● **Problems and tasks**
A) Answer these questions about the Matplotlib thread below, using only what it states:
(i) What shapes did Sharki give for X and Y?
(ii) What title does the code set for the plot?
(iii) According to Sharki, what did the teacher say about loops?
B) Reproduce the passage of the Matplotlib thread from "plt.scatter(X[: , 0:1][Y == 0], X[: , 2:3][Y==0])" to "Learning/iris.csv', skiprows=1, delimiter=',')", keeping every character unchanged.

BEGIN Page excerpt

0

So I have this in Matplotlib.

plt.scatter(X[: , 0:1][Y == 0], X[: , 2:3][Y==0])
plt.scatter(X[: , 0:1][Y == 1], X[: , 2:3][Y==1])
plt.scatter(X[: , 0:1][Y == 2], X[: , 2:3][Y==2])

I'd like to know if there's a better way to loop instead of this:

for i in range(3):
  plt.scatter(X[: , 0:1][Y == i], X[: , 2:3][Y==i])

MVCE:

# CSV: https://gist.githubusercontent.com/netj/8836201/raw/6f9306ad21398ea43cba4f7d537619d0e07d5ae3/iris.csv
data = np.loadtxt('/content/drive/My Drive/Colab Notebooks/Machine Learning/iris.csv', skiprows=1, delimiter=',')

X = data[:, 0:4]
Y = data[:, 4:5]

# Scatter
for i in range(len(np.intersect1d(Y, Y))):
  plt.scatter(X[: , 0:1][Y == i], X[: , 3:4][Y==i])

# map(lambda i: plt.scatter(X[: , 0:1][Y == i], X[: , 2:3][Y==i]), range(3))

plt.title("Scatter Sepal Length / Petal Width ")
plt.legend(('Setosa', 'Versicolor', 'Virginica'))
plt.show()

Sharki
  • 404
  • 4
  • 23
  • 2
    This already very compact. You could map a lambda function to the range(3) iterable to save a line, but this does have any benefit. What are you trying to make better? I do not see an obvious error. – cmosig May 18 '20 at 20:02
  • Our teacher told us we shouldn't use loops when we're using Numpy, so I assumed that maybe matplotlib works like numpy, that magically there would be an attribute for the method that could iterate that increasing "y" how could I do that with map()? – Sharki May 18 '20 at 20:39
  • 1
    something like `map(lambda i: plt.scatter(X[: , 0:1][Y == i], X[: , 2:3][Y==i]), range(3))`. This should work. I have not tested this though. (I like the for-loop more. looks cleaner) – cmosig May 18 '20 at 21:07
  • 1
    Maybe you should ask specifically for numpy solution and set the `numpy` tag, if that's what you want :) – cmosig May 18 '20 at 21:10
  • @cmosig It seems it doesn't work :( – Sharki May 18 '20 at 21:23
  • Show the shapes of your data. You can often get away with using the columns, no (external) looping needed. – Mad Physicist May 18 '20 at 21:53
  • X= (150, 4), Y= (150, 1) – Sharki May 18 '20 at 21:55
  • You need to fully specify your problem. On the one hand, you say you want to loop; on the other, you say your teacher told you you shouldn't use loops when using Numpy. Should the graphs remain separate or can they be combined? etc. – jpf May 19 '20 at 11:01
  • Please show an MCVE. Something I can paste into my editor and run as-is. I am pretty sure that this can be done with a one-liner, but I need to see your data. – Mad Physicist May 19 '20 at 14:16
  • @MadPhysicist Sorry for the delay, updated! – Sharki May 19 '20 at 16:54
  • I managed to get a hold of `iris.csv` online, but in future, please post a sample dataset. All you need is 10-15 lines. Don't expect people to have to go offsite to answer your questions. The key is to make the entire thing copy-and-pastable from your question. – Mad Physicist May 19 '20 at 17:15
  • The CSV is in my drive, there's no much I can do as far as I know, and if I can, I'm sorry. I even put the dataset in a comment. Also sorry for my bad english. – Sharki May 19 '20 at 17:16
  • 1
    @Sharki. An MCVE means extracting a small piece of data that is *representative* of the actual problem. It does not mean copy and pasting the whole problem, data and all. It's an art form that most beginners have trouble with because it requires intuiting the minimum necessary to represent the actual problem, and most beginners have trouble identifying the problem. – Mad Physicist May 20 '20 at 01:15
  • @Sharki. I've updated my secondary answer, and the question it inspired, with what I think is a *much* simpler solution. Turns out your entire code can be written in about 3 lines with no explicit looping. You are allowed to change your selected answer at any time, and I think you should if you like the changes. – Mad Physicist May 20 '20 at 14:12
  • Sorry for the delay, I saw it in the morning but coulnd't reply because I had no time to, thanks a lot for your answer. I'm so sorry for any inconvenience you had. Thanks! – Sharki May 20 '20 at 14:22

2 Answers2

1

Probably the simplest way to display your data is with a single plot containing multiple colors.

END Page excerpt
BEGIN Data supplied

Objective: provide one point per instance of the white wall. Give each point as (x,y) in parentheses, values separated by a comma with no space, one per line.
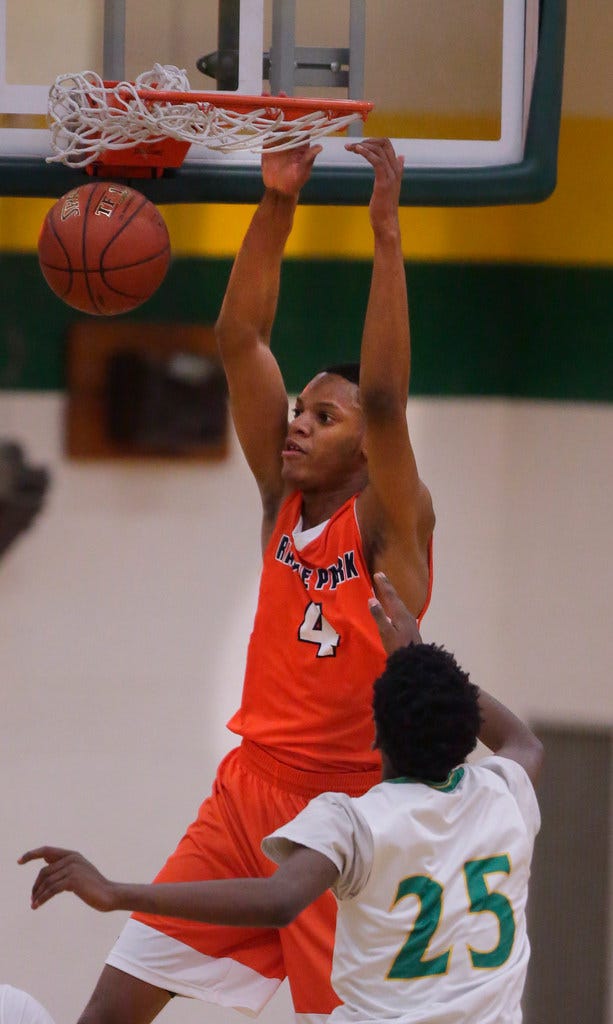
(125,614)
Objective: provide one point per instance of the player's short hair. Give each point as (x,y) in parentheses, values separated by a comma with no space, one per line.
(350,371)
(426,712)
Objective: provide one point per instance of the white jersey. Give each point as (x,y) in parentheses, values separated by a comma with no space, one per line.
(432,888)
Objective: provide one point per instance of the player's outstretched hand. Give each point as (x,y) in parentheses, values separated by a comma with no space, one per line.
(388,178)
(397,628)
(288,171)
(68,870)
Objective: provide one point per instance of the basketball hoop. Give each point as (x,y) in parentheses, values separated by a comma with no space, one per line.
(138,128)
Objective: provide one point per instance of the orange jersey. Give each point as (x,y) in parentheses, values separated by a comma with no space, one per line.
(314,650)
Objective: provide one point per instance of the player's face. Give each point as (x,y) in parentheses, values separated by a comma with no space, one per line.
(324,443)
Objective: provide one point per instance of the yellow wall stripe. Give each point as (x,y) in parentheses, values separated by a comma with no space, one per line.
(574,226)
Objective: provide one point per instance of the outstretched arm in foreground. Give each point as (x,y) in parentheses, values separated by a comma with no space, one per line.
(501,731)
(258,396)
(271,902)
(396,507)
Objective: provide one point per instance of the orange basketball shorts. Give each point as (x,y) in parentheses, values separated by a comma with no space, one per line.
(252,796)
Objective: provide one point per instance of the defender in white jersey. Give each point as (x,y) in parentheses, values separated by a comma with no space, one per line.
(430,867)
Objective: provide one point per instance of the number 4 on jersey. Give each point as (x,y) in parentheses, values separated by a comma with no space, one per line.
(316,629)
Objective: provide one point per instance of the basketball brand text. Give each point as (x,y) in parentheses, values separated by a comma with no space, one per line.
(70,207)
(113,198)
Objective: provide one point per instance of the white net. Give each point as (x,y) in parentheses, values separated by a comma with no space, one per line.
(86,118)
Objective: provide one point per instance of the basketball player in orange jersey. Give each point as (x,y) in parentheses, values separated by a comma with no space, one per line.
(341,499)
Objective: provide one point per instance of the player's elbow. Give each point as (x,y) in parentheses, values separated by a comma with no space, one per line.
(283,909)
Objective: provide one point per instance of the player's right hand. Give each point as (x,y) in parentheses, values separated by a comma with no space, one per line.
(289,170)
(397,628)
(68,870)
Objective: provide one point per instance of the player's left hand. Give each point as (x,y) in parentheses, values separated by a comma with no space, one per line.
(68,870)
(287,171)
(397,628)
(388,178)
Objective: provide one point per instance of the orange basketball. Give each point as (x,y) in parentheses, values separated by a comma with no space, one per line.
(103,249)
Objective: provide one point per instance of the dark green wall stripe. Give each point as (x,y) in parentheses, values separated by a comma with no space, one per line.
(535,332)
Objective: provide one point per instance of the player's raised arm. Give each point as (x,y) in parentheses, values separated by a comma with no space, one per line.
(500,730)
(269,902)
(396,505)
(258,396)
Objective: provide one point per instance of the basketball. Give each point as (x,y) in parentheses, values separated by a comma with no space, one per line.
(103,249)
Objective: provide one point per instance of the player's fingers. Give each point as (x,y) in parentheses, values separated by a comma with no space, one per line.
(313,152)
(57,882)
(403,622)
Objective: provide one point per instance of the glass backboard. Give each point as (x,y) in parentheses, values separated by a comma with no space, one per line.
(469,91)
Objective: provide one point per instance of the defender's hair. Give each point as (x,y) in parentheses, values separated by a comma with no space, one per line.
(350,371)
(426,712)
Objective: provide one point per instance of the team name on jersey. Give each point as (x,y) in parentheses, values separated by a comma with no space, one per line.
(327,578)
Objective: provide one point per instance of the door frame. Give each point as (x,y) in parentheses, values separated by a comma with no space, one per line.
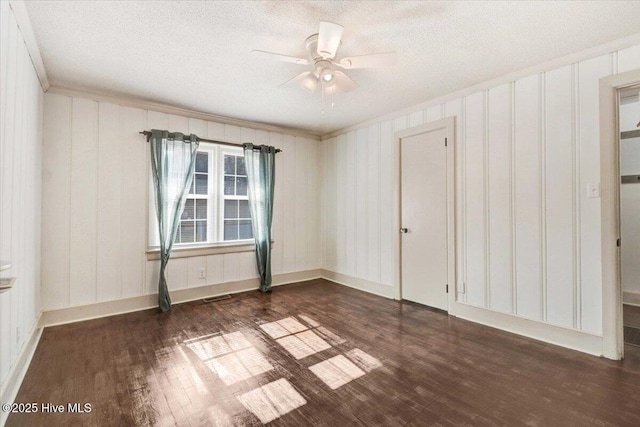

END Data supplied
BEGIN Data supplied

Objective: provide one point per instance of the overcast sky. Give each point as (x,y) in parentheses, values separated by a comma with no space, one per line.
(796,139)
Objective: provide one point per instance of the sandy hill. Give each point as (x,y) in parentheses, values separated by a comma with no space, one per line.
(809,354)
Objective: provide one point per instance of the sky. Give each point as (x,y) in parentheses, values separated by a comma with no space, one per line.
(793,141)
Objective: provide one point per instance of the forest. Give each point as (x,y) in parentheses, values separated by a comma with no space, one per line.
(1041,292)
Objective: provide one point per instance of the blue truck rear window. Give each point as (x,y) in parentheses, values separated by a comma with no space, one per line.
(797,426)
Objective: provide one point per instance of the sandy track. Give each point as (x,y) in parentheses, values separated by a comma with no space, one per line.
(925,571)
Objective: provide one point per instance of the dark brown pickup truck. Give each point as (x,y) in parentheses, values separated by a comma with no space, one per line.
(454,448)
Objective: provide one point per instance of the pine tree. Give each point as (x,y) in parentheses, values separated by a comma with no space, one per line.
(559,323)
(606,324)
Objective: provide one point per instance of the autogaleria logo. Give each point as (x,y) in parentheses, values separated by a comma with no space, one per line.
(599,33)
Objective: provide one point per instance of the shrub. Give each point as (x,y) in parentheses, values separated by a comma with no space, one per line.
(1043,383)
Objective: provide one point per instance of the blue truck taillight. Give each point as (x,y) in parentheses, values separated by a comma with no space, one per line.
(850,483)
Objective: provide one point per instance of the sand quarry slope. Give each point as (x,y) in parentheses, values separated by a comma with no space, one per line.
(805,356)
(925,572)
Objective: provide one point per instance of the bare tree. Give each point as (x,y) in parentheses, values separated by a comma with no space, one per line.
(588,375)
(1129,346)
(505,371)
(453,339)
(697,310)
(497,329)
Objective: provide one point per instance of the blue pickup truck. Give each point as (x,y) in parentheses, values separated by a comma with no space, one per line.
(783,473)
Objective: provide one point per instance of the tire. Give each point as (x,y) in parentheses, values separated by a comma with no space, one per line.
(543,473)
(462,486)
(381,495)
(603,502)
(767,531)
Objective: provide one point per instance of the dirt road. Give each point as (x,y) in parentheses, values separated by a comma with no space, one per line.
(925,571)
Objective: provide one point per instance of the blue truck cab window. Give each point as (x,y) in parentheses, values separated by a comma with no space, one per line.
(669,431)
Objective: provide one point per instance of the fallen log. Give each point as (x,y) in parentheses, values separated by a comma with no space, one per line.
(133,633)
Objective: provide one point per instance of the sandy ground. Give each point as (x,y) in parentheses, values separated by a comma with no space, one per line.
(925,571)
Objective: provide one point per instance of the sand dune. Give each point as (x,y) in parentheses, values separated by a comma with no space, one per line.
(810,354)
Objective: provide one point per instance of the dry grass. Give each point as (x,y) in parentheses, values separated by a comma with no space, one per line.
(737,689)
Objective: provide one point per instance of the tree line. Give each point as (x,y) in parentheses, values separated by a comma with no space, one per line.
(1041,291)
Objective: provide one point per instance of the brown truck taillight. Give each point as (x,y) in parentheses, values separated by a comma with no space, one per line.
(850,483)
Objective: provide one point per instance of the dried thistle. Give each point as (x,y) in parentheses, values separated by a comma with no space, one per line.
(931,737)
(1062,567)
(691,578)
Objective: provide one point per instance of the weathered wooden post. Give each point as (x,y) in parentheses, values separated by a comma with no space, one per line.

END Data supplied
BEGIN Data supplied

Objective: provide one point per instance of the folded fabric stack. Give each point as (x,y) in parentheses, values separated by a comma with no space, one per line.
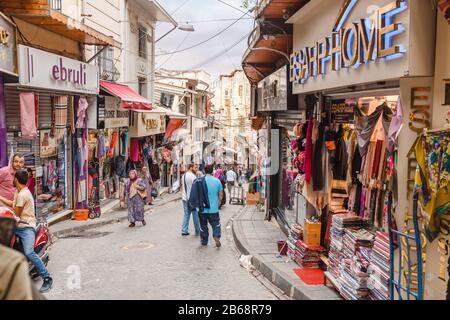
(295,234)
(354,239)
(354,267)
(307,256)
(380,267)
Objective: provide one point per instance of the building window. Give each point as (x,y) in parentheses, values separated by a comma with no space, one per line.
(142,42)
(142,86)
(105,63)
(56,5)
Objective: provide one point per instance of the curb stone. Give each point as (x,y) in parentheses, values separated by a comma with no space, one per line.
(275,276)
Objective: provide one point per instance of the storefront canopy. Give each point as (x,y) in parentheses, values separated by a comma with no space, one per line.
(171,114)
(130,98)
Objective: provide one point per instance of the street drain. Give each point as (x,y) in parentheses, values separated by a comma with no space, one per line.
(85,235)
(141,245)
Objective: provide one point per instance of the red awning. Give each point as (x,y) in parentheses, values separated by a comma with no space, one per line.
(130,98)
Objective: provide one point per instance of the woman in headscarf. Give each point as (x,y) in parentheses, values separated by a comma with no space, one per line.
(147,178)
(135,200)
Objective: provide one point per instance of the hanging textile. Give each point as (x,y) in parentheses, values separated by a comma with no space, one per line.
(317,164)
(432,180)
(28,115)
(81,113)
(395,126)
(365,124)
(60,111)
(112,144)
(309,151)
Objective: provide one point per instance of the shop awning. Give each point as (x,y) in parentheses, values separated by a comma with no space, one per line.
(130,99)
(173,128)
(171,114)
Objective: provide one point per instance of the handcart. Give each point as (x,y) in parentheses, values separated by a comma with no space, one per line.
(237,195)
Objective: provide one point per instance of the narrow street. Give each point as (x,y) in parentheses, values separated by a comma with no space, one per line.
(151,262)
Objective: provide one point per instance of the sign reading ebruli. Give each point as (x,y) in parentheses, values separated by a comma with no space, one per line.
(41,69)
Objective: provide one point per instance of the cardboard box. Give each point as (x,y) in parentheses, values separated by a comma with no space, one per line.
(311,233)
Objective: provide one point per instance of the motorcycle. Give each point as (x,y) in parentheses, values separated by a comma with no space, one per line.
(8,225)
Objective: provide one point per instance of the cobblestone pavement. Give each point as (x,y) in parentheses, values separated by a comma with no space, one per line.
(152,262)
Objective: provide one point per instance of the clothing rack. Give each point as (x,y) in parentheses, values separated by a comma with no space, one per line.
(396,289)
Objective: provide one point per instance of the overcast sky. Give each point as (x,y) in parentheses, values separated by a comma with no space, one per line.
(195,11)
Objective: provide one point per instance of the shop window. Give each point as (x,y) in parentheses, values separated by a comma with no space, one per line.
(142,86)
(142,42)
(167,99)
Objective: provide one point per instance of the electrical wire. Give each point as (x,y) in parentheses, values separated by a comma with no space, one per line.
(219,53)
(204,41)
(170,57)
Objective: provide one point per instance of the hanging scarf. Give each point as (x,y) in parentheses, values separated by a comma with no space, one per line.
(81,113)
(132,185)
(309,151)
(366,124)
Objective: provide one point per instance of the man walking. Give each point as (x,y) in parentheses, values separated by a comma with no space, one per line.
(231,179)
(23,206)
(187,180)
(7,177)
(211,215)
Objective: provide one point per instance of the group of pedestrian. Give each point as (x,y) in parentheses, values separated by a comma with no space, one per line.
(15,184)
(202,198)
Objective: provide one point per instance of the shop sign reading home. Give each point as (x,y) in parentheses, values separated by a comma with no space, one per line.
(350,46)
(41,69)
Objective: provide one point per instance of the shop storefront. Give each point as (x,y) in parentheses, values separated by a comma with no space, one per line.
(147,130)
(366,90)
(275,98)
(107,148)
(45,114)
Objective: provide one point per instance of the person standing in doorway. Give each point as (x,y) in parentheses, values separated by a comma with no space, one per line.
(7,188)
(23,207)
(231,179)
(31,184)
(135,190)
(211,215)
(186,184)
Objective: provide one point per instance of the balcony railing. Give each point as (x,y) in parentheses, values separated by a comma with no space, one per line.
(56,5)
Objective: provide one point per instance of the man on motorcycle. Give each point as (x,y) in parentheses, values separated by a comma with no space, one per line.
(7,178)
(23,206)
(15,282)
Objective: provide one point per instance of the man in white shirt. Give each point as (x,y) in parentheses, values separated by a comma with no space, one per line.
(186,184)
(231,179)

END Data supplied

● **Solutions to the problems**
A)
(i) X= (150, 4), Y= (150, 1)
(ii) "Scatter Sepal Length / Petal Width "
(iii) They shouldn't use loops when using Numpy.

B)
plt.scatter(X[: , 0:1][Y == 0], X[: , 2:3][Y==0])
plt.scatter(X[: , 0:1][Y == 1], X[: , 2:3][Y==1])
plt.scatter(X[: , 0:1][Y == 2], X[: , 2:3][Y==2])

I'd like to know if there's a better way to loop instead of this:

for i in range(3):
  plt.scatter(X[: , 0:1][Y == i], X[: , 2:3][Y==i])

MVCE:

# CSV: https://gist.githubusercontent.com/netj/8836201/raw/6f9306ad21398ea43cba4f7d537619d0e07d5ae3/iris.csv
data = np.loadtxt('/content/drive/My Drive/Colab Notebooks/Machine Learning/iris.csv', skiprows=1, delimiter=',')